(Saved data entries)
■ ■ ■ ■ ■
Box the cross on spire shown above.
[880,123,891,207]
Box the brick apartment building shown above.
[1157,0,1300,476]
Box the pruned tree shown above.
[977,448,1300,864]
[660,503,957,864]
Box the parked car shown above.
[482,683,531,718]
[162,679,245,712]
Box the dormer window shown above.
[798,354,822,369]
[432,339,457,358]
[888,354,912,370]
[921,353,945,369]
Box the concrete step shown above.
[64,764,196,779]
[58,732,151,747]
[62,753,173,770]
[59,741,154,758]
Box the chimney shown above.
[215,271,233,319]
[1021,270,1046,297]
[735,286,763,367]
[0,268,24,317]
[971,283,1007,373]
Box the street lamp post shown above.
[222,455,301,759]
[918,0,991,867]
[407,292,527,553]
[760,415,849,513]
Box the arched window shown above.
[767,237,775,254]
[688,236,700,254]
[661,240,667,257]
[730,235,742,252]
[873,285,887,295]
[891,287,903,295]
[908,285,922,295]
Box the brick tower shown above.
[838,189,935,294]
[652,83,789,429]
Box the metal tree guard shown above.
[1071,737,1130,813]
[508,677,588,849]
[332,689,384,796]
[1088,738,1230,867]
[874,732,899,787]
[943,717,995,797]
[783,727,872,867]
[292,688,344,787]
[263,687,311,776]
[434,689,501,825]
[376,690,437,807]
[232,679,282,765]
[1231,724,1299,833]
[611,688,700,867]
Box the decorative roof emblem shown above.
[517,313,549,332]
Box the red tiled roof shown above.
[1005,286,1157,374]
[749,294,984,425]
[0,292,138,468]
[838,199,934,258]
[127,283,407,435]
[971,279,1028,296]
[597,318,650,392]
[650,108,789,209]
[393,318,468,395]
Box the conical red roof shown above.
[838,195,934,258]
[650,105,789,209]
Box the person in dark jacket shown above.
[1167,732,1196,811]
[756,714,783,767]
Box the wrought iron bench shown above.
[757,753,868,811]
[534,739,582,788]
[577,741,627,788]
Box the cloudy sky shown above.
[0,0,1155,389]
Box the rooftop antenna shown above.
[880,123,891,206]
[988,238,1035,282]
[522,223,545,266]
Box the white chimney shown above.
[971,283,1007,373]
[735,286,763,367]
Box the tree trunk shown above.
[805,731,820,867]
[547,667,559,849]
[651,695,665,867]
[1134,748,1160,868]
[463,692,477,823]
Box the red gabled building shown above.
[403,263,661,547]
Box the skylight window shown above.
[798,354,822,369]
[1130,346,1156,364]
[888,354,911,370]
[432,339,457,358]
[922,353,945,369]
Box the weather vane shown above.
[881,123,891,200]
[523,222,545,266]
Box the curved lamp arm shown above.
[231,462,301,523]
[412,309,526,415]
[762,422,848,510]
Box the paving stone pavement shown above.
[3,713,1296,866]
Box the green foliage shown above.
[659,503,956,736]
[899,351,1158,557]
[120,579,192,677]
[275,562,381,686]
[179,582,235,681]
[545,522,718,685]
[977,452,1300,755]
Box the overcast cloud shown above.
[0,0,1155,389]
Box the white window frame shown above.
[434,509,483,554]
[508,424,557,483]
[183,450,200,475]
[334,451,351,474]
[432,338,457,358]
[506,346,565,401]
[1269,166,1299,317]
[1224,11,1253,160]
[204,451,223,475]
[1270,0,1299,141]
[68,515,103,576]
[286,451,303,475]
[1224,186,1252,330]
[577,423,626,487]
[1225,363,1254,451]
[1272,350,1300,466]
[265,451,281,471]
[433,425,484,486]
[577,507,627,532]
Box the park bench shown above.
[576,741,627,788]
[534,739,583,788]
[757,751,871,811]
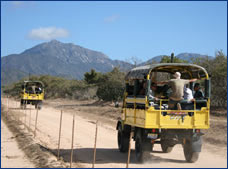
■ ■ ■ ■ ■
> Instructions to follow
Reprint the data verbatim, pictures excluded.

> Result below
Box the cross on spire shown above.
[880,123,891,207]
Box the brick apartment building shown above.
[1157,0,1300,476]
Box the pruned tree shown above.
[977,448,1300,864]
[660,503,957,864]
Box the parked car shown above.
[482,683,531,718]
[162,679,245,712]
Box the dormer window shown above.
[798,354,822,369]
[432,339,457,358]
[888,354,912,370]
[921,353,945,369]
Box the concrete step shown above.
[64,764,196,779]
[58,732,151,747]
[62,753,173,770]
[59,741,154,758]
Box the chimney shown above.
[215,271,233,319]
[1021,270,1046,297]
[735,286,763,367]
[0,268,24,317]
[971,283,1007,373]
Box the street lamp post shown above.
[222,455,301,759]
[918,0,991,867]
[407,292,527,553]
[760,415,849,513]
Box the arched window shown above.
[767,237,775,254]
[688,236,700,254]
[661,240,667,257]
[730,235,742,252]
[873,285,887,295]
[891,287,903,295]
[908,285,922,295]
Box the brick tower shown above.
[838,189,935,294]
[652,83,789,429]
Box the metal tree guard shown above.
[1071,737,1130,813]
[508,677,588,849]
[332,689,384,796]
[1088,738,1230,867]
[874,732,899,787]
[943,717,995,797]
[783,727,872,867]
[292,688,344,787]
[263,687,311,776]
[434,689,501,825]
[376,690,437,807]
[232,679,282,765]
[1231,724,1299,833]
[611,688,700,867]
Box the decorative roof emblem shown above.
[517,313,549,332]
Box the red tiled roof shown above.
[1005,286,1157,374]
[749,294,984,425]
[0,292,138,468]
[838,199,934,258]
[127,283,407,435]
[971,279,1028,296]
[597,318,650,392]
[650,108,789,209]
[393,318,468,395]
Box the conical red roof shown above.
[838,195,934,258]
[650,105,789,209]
Box the person in dark jacket shown above.
[1167,732,1196,811]
[756,714,783,767]
Box the wrought iron bench shown above.
[757,753,868,811]
[534,739,582,788]
[577,741,627,788]
Box the cloudy sky shown above.
[0,0,1155,389]
Box the rooftop antenna shown above.
[880,123,891,206]
[988,238,1035,282]
[522,223,545,266]
Box the white chimney shown above.
[971,283,1007,373]
[735,286,763,367]
Box the tree trunk shown above.
[805,731,820,867]
[547,667,559,849]
[651,695,665,867]
[1134,748,1160,868]
[463,692,477,823]
Box the red gabled building shown above.
[403,263,661,547]
Box the skylight window shown above.
[798,354,822,369]
[1130,346,1156,364]
[888,354,911,370]
[432,339,457,358]
[922,353,945,369]
Box the weather vane shown above.
[881,123,891,200]
[523,222,545,266]
Box the curved lamp arm shown above.
[231,462,301,523]
[412,309,526,415]
[762,422,848,510]
Box the paving stone pavement shown above.
[3,713,1296,866]
Box the green foliage shown above.
[659,503,956,736]
[899,351,1158,557]
[120,579,192,677]
[275,562,381,686]
[179,582,235,681]
[545,522,718,685]
[977,452,1300,755]
Box the overcast cloud shown above.
[0,0,1155,389]
Box the white window frame shown above.
[434,509,483,554]
[508,424,557,483]
[183,450,200,475]
[334,451,351,474]
[432,338,457,358]
[506,346,565,401]
[1269,166,1299,317]
[1224,11,1253,160]
[204,451,223,475]
[1270,0,1299,141]
[68,515,103,576]
[286,451,303,475]
[1224,186,1252,330]
[577,423,626,487]
[1225,363,1254,451]
[1272,350,1300,466]
[265,451,281,471]
[433,425,484,486]
[577,507,627,532]
Box the park bench shown above.
[576,741,627,788]
[534,739,583,788]
[757,751,871,811]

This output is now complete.